GIVEN TASK 1
Answer these briefly from the Avro error thread:
(a) What did Russell Jurney find when he looked at the raw data?
(b) Which tool in avro-tools.jar does Scott Carey ask about?
(c) What exception does Pig/AvroStorage report?
GIVEN TASK 2
Carry on the Avro error thread from its last line, in the same style.

Re: Problem: java.io.IOException: java.lang.ArrayIndexOutOfBoundsException: 64 / avro.io.SchemaResolutionException: Can't access branch index 64 for union with 2 branches / `read_data': Writer's schem

2012-03-23 Thread Russell Jurney
Ok, now I have a followup question...

how does one recover from an exception writing an Avro?  The incomplete
record is being written, which is crashing the reader.

On Fri, Mar 23, 2012 at 8:01 PM, Russell Jurney russell.jur...@gmail.comwrote:

 Thanks Scott, looking at the raw data it seems to have been a truncated
 record due to UTF problems.

 Russell Jurney http://datasyndrome.com

 On Mar 23, 2012, at 7:59 PM, Scott Carey scottca...@apache.org wrote:


 It appears to be reading a union index and failing in there somehow.  If
 it did not have any of the pig AvroStorage stuff in there I could tell you
 more.

 What does avro-tools.jar 's 'tojson' tool do?  (java –jar
 avro-tools-1.6.3.jar tojson file | your_favorite_text_reader)
 What version of Avro is the java stack trace below?


 On 3/23/12 7:01 PM, Russell Jurney russell.jur...@gmail.com wrote:

 I have a problem record I've written in Avro that crashes anything which
 tries to read it :(

 Can anyone make sense of these errors?

 The exception in Pig/AvroStorage is this:

 java.io.IOException: java.lang.ArrayIndexOutOfBoundsException: 64
 at
 org.apache.pig.piggybank.storage.avro.AvroStorage.getNext(AvroStorage.java:275)
 at
 org.apache.pig.backend.hadoop.executionengine.mapReduceLayer.PigRecordReader.nextKeyValue(PigRecordReader.java:187)
 at
 org.apache.hadoop.mapred.MapTask$NewTrackingRecordReader.nextKeyValue(MapTask.java:532)
 at
 org.apache.avro.io.parsing.Symbol$Alternative.getSymbol(Symbol.java:364)
 at org.apache.avro.io.ResolvingDecoder.doAction(ResolvingDecoder.java:229)

Records from a point labeling set:
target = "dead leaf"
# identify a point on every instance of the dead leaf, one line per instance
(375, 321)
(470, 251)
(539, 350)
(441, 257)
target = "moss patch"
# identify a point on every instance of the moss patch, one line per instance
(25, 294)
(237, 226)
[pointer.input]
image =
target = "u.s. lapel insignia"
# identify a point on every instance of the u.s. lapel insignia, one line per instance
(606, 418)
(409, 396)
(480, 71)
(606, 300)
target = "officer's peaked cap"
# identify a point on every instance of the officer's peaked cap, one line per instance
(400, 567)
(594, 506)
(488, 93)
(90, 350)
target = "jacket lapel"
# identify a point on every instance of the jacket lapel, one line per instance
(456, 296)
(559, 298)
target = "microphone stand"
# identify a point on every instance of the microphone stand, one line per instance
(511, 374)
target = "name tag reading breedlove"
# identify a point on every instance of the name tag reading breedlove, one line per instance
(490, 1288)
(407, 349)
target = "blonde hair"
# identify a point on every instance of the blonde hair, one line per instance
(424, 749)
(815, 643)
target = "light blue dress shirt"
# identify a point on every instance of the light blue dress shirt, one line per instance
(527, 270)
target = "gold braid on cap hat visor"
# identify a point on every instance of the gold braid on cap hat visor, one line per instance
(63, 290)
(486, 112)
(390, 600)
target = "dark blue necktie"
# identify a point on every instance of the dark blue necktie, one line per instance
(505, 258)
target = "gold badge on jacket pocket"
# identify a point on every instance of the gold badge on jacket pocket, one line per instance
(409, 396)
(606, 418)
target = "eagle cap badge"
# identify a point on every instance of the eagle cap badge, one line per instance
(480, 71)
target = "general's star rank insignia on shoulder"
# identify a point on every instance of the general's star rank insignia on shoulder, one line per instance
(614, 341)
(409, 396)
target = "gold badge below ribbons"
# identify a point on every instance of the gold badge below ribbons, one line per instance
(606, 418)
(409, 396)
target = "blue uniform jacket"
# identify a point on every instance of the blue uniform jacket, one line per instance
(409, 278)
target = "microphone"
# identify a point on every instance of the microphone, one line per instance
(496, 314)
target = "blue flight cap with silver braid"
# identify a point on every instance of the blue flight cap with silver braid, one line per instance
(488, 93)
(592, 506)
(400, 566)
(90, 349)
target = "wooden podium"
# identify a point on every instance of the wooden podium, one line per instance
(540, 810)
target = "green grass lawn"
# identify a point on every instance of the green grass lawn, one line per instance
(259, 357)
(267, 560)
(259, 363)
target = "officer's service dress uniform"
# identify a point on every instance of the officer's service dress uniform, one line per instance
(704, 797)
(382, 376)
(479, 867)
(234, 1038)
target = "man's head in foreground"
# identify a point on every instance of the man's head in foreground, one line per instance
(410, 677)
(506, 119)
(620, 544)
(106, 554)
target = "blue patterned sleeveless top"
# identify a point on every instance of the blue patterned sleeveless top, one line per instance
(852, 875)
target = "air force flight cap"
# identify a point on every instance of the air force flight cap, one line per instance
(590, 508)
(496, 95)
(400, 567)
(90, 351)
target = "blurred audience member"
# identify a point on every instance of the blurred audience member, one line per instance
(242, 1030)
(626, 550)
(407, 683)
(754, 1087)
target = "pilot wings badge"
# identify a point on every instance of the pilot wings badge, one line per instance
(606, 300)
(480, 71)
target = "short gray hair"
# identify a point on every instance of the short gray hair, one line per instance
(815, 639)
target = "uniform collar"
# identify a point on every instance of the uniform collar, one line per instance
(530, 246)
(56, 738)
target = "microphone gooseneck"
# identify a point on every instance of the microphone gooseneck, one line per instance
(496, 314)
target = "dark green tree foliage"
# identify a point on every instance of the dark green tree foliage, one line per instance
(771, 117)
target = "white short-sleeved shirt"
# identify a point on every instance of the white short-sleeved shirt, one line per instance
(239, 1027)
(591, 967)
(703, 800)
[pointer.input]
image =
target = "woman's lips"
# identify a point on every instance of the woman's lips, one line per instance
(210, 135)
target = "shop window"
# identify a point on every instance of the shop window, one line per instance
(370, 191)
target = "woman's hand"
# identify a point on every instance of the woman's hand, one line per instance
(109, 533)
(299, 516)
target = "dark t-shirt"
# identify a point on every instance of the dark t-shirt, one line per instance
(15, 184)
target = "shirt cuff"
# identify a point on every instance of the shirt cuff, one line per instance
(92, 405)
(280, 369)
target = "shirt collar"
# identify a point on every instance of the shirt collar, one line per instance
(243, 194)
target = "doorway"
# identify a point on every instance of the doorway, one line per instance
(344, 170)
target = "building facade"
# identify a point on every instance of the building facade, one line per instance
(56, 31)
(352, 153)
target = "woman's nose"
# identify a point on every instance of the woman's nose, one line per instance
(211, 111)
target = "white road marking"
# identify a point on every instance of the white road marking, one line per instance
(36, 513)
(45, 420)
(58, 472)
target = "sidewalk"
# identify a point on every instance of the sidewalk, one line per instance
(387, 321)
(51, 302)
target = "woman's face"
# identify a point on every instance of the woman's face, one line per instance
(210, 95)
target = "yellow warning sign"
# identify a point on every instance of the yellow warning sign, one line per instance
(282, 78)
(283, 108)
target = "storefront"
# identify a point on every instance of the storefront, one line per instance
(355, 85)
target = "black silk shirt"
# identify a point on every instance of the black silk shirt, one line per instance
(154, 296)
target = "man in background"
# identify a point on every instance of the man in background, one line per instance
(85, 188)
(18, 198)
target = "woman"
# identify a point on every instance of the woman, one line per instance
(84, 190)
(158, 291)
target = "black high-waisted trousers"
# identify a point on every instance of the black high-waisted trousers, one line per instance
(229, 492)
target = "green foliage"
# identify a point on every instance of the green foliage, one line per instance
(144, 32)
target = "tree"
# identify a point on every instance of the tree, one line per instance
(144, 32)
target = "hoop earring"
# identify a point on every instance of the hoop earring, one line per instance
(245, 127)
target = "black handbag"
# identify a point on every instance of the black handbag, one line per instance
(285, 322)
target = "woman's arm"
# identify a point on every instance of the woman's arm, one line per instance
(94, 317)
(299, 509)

EXPECTED OUTPUT 1
(a) It seemed to be a truncated record caused by UTF problems.
(b) The 'tojson' tool.
(c) java.io.IOException: java.lang.ArrayIndexOutOfBoundsException: 64

EXPECTED OUTPUT 2
 at org.apache.avro.io.parsing.Parser.advance(Parser.java:88)
 at
 org.apache.avro.io.ResolvingDecoder.readIndex(ResolvingDecoder.java:206)
 at
 org.apache.avro.generic.GenericDatumReader.read(GenericDatumReader.java:142)
 at
 org.apache.pig.piggybank.storage.avro.PigAvroDatumReader.readRecord(PigAvroDatumReader.java:67)
 at
 org.apache.avro.generic.GenericDatumReader.read(GenericDatumReader.java:138)
 at
 org.apache.avro.generic.GenericDatumReader.read(GenericDatumReader.java:129)
 at org.apache.avro.file.DataFileStream.next(DataFileStream.java:233)
 at org.apache.avro.file.DataFileStream.next(DataFileStream.java:220)
 at
 org.apache.pig.piggybank.storage.avro.PigAvroRecordReader.getCurrentValue(PigAvroRecordReader.java:80)
 at
 org.apache.pig.piggybank.storage.avro.AvroStorage.getNext(AvroStorage.java:273)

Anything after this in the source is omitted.